═════ STORED DATA

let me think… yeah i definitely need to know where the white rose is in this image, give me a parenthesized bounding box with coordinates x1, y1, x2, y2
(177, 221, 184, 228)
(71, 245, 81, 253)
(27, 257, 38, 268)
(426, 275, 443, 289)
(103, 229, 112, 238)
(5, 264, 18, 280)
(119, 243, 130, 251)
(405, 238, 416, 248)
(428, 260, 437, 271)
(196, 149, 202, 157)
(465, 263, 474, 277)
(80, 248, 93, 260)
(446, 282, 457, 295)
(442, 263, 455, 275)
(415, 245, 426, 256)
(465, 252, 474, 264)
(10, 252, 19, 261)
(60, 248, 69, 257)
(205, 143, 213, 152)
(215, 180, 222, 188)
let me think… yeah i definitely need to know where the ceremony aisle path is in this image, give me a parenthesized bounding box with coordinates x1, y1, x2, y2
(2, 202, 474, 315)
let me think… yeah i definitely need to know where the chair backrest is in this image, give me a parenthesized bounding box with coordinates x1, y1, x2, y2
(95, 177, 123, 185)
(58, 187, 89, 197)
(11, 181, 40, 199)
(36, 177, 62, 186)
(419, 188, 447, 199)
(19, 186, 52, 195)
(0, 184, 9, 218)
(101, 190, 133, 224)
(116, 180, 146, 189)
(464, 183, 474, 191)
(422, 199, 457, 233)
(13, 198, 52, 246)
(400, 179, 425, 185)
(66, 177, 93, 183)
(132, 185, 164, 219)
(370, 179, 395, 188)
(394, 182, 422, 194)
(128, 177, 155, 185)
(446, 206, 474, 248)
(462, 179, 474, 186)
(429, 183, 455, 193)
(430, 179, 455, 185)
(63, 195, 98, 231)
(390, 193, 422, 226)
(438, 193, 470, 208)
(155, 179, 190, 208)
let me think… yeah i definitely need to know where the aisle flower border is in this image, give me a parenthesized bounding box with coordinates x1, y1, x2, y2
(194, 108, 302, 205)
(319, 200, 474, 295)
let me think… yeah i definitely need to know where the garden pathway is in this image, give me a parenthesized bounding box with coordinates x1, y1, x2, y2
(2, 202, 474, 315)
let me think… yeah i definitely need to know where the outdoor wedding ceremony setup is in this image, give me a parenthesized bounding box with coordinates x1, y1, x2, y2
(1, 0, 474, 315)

══════════

#### EXERCISE:
Render every record verbatim. Nothing should be left out.

#### PROBLEM SOLUTION:
let me think… yeah i definitely need to know where the white rose is in this image, give me a parenthesized bounding box with coordinates x1, y1, x2, y2
(177, 221, 184, 228)
(71, 245, 81, 253)
(27, 257, 38, 268)
(426, 275, 443, 289)
(103, 229, 112, 238)
(5, 264, 18, 280)
(119, 243, 130, 251)
(405, 238, 416, 248)
(428, 260, 437, 271)
(196, 149, 202, 157)
(465, 263, 474, 277)
(80, 248, 93, 260)
(446, 282, 457, 295)
(442, 263, 455, 275)
(415, 245, 426, 256)
(465, 252, 474, 264)
(10, 252, 19, 261)
(60, 248, 69, 257)
(205, 143, 213, 152)
(215, 180, 222, 188)
let me think… yeah i definitely need to know where the ceremony aisle path is in this image, give me a parenthesized bounding box with coordinates x1, y1, x2, y2
(2, 202, 474, 315)
let me think… yeah i definitely need to know where the chair backrest is in this image, give me a parenthesized bounding box with coordinates x1, y1, x2, y2
(95, 177, 123, 185)
(58, 187, 89, 197)
(11, 181, 40, 199)
(36, 177, 62, 186)
(419, 188, 447, 199)
(19, 186, 52, 195)
(0, 184, 9, 218)
(101, 190, 133, 224)
(116, 180, 146, 189)
(464, 183, 474, 191)
(422, 199, 457, 233)
(13, 198, 52, 246)
(400, 179, 425, 185)
(66, 177, 93, 183)
(132, 185, 164, 219)
(370, 179, 395, 188)
(394, 182, 422, 194)
(128, 177, 155, 185)
(446, 206, 474, 248)
(462, 179, 474, 186)
(429, 183, 455, 193)
(430, 179, 455, 185)
(63, 195, 98, 231)
(390, 193, 422, 226)
(438, 193, 470, 208)
(155, 179, 190, 208)
let me think… yeah i definitely need to know where the aisle flower border is in this image, give me a parenthesized bounding box with coordinates x1, y1, x2, y2
(194, 108, 302, 205)
(319, 200, 474, 295)
let me think… yeah i definitely need to know where the garden pathway is in this image, give me a parenthesized bounding box with coordinates x1, y1, x2, y2
(2, 202, 474, 315)
let me think… yeah i definitely need to know where the outdoor wedding ceremony setup is in this image, give me a parenthesized bounding box with coordinates x1, y1, x2, y2
(1, 0, 474, 315)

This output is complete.